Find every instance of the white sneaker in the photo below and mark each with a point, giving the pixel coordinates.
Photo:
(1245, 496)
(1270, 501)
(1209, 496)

########################################

# [Your instructions]
Put the entries into a two-column CSV with the header row instruction,answer and one row per entry. Enclose each field in double quotes and replace any line breaks inside a field with spaces.

# [Written response]
instruction,answer
"Find every instance of the white sneaker in the photo below and mark each with a point, giving the pixel coordinates. Photo:","(1245, 496) (1270, 501) (1209, 496)"